**Goal of the exercise:**
In the entries below, the line with "Annotate the white" marks the start. Return it and every following line exactly, ending with the last.
++++++
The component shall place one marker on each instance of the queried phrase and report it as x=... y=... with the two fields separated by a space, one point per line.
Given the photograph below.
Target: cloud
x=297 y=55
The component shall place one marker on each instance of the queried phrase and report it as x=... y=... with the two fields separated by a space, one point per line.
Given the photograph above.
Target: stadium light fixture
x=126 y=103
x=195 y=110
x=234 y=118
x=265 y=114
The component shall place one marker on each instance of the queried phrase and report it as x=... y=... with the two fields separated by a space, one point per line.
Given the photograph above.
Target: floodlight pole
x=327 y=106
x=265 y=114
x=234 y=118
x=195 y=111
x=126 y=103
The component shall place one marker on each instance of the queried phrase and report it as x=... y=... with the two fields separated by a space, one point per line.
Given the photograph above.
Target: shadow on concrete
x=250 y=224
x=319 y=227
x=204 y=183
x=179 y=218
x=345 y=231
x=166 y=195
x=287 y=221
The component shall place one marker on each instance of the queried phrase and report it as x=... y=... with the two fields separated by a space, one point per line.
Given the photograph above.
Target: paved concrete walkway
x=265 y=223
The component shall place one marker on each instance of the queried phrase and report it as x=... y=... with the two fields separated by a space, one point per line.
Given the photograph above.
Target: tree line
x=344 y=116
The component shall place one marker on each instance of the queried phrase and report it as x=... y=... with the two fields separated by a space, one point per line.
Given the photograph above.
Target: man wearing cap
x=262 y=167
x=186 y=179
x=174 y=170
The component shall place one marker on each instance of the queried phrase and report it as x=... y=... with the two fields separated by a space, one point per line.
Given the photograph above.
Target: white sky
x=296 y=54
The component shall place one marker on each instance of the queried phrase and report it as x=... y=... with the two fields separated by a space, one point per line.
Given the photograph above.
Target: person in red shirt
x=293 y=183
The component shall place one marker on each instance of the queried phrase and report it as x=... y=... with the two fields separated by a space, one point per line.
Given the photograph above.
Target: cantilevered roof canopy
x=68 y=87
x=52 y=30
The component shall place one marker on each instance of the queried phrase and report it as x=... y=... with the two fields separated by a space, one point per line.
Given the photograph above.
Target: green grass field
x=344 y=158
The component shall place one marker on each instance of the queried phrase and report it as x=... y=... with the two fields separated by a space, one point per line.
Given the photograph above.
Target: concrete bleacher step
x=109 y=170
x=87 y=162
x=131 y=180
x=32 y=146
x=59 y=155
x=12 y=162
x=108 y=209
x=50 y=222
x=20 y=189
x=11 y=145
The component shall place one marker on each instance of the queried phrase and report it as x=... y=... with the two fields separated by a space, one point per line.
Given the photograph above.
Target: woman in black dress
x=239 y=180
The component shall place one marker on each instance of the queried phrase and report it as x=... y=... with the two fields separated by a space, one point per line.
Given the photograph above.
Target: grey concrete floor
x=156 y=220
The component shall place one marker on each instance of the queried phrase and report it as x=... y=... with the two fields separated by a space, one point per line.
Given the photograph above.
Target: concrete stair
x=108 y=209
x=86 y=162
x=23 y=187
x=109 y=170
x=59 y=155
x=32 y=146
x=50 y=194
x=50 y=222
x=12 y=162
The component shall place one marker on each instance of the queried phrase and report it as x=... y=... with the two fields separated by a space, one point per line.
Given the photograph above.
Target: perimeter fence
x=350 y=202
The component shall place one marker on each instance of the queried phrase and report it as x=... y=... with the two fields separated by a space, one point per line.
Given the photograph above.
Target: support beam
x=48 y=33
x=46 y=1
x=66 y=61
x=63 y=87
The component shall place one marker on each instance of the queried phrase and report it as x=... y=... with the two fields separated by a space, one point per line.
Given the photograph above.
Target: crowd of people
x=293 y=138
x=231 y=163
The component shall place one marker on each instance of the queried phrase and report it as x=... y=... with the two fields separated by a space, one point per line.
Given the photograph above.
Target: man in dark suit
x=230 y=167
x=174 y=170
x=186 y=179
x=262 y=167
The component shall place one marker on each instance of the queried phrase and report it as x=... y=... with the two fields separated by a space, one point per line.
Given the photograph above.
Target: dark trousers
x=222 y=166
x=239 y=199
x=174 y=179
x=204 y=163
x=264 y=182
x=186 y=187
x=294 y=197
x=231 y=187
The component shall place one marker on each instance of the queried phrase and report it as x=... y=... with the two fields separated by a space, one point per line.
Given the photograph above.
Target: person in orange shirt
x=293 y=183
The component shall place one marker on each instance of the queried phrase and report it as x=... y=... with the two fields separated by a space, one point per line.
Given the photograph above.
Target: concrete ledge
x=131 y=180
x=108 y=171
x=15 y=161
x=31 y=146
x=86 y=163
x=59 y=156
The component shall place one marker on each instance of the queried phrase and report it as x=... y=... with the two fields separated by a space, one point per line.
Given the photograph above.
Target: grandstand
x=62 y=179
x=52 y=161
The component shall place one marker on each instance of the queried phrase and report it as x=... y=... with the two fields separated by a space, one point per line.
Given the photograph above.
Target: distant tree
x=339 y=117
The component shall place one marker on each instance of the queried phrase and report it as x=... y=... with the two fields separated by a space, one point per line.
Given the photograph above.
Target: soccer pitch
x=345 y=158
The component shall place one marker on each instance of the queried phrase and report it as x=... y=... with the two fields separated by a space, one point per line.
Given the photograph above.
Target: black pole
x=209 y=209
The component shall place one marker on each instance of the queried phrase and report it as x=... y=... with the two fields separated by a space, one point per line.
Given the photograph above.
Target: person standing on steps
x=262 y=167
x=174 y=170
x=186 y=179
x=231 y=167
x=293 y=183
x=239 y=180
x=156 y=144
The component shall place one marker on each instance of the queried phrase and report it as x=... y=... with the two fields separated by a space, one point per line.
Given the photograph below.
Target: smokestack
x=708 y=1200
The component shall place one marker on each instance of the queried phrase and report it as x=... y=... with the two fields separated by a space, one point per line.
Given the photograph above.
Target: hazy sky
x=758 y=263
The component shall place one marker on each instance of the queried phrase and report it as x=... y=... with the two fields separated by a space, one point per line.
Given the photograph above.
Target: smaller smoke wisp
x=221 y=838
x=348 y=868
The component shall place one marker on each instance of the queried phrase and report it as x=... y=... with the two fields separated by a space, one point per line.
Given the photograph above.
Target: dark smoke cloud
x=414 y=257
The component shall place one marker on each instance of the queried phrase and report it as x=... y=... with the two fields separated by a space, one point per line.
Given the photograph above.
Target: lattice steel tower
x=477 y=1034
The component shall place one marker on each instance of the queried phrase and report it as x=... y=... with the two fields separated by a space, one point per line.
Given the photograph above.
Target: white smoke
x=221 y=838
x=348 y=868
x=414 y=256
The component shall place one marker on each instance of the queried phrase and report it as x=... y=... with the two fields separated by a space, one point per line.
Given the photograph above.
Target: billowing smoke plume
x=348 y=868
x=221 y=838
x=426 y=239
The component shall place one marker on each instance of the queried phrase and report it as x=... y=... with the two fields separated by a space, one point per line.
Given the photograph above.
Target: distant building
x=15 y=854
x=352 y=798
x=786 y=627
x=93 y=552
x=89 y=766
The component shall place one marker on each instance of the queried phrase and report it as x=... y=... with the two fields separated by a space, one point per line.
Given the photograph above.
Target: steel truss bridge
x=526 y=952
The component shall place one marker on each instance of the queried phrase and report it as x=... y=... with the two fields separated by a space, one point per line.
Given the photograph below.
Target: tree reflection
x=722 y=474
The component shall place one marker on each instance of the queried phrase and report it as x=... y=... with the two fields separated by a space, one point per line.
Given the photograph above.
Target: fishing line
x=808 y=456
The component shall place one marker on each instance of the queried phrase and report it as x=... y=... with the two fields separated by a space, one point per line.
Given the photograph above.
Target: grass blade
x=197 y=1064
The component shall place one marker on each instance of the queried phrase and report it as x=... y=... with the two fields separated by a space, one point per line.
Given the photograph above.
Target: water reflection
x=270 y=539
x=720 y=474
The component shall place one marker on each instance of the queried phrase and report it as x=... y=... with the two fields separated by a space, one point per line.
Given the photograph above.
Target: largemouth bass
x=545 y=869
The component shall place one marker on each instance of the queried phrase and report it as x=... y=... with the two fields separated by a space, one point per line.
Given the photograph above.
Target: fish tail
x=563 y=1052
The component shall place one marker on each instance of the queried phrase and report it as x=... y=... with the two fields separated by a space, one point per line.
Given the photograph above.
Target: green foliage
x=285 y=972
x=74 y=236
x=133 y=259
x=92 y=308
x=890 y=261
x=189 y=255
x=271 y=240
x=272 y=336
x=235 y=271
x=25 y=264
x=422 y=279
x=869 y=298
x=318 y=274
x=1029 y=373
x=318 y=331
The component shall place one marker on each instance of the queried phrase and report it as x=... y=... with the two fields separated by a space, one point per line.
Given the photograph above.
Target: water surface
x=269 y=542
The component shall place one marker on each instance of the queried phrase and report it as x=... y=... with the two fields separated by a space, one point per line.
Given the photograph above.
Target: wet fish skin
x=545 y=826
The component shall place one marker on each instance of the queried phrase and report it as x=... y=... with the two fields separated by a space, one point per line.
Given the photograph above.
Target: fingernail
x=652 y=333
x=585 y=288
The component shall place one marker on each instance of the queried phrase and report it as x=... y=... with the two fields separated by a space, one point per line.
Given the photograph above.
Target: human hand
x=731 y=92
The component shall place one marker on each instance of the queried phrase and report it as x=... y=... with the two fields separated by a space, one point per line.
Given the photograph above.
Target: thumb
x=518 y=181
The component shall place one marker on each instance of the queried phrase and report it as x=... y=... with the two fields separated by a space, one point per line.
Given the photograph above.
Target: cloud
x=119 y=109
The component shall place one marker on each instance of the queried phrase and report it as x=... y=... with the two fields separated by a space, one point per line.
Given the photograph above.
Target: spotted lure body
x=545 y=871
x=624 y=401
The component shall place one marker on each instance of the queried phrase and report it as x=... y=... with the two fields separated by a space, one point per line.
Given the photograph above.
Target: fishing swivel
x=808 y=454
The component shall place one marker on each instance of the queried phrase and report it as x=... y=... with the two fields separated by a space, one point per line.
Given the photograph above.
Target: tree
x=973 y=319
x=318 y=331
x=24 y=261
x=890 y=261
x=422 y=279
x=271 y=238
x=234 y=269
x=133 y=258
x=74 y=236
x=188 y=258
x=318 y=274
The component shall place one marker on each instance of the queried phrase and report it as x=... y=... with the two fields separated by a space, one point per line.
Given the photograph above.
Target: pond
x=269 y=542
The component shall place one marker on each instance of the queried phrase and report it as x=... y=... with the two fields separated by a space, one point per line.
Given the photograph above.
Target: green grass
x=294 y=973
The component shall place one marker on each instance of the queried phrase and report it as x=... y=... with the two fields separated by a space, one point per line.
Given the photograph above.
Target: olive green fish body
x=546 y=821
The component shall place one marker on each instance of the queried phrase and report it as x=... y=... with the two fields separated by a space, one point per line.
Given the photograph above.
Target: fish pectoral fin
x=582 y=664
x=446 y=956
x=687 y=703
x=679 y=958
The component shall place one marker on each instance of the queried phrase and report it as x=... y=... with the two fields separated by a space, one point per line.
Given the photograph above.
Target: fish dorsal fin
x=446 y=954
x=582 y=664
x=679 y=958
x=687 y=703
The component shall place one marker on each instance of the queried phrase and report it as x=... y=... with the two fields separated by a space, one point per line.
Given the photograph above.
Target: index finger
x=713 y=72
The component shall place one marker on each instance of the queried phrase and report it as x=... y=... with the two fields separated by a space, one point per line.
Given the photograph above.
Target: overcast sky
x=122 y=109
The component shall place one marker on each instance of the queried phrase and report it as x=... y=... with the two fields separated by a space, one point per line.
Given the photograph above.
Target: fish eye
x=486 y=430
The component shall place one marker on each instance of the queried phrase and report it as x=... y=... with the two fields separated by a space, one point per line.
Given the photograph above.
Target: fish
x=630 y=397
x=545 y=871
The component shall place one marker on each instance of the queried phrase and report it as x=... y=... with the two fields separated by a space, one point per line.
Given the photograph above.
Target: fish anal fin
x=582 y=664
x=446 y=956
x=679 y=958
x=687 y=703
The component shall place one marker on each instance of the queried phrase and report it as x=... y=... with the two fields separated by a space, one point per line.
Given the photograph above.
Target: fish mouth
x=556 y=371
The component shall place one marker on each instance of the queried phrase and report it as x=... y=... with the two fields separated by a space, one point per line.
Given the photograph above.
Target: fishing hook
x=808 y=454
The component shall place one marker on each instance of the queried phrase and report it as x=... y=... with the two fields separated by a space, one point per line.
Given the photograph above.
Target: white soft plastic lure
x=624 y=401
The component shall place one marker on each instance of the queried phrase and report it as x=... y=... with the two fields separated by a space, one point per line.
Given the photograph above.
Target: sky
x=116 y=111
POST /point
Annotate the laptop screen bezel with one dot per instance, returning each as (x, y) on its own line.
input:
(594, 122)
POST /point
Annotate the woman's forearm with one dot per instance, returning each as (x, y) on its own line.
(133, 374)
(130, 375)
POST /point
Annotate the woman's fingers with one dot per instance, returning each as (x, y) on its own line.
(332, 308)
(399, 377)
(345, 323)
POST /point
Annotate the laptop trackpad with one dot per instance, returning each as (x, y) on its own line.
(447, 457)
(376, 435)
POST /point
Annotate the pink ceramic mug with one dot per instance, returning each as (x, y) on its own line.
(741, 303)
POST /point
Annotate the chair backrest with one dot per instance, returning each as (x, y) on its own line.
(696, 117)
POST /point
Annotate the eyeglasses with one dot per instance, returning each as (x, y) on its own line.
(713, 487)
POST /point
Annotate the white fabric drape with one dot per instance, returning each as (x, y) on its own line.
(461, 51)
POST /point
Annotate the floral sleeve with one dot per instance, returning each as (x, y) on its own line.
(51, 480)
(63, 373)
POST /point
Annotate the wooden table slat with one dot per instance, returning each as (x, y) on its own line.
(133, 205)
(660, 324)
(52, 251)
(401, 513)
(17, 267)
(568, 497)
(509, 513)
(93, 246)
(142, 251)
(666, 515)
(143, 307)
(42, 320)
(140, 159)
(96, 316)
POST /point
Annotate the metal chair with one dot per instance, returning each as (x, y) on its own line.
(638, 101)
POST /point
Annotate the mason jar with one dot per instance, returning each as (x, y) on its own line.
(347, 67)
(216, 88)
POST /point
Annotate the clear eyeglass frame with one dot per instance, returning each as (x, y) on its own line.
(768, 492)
++++++
**Problem solution:**
Annotate the white fabric drape with one dot per instance, returning each as (x, y) on its own line.
(461, 51)
POST /point
Annotate the floral sleeve with one dot per instance, returning each as (x, y) on its own line.
(51, 480)
(63, 373)
POST /point
Annotate the wooden table slat with one dot per instance, returning each as (x, y) on its own line.
(133, 205)
(660, 324)
(52, 251)
(401, 513)
(17, 267)
(568, 497)
(509, 513)
(93, 246)
(142, 251)
(666, 515)
(143, 307)
(42, 320)
(140, 159)
(96, 316)
POST /point
Annotate the metal chair with one dot per instance, returning each as (x, y) on its own line.
(638, 101)
POST /point
Annotate the mason jar with one dot per instance, returning each as (x, y) on its own line.
(347, 67)
(216, 88)
POST /point
Annotate the clear eyeglass frame with one dot per instance, returning each as (x, y) on its own line.
(768, 492)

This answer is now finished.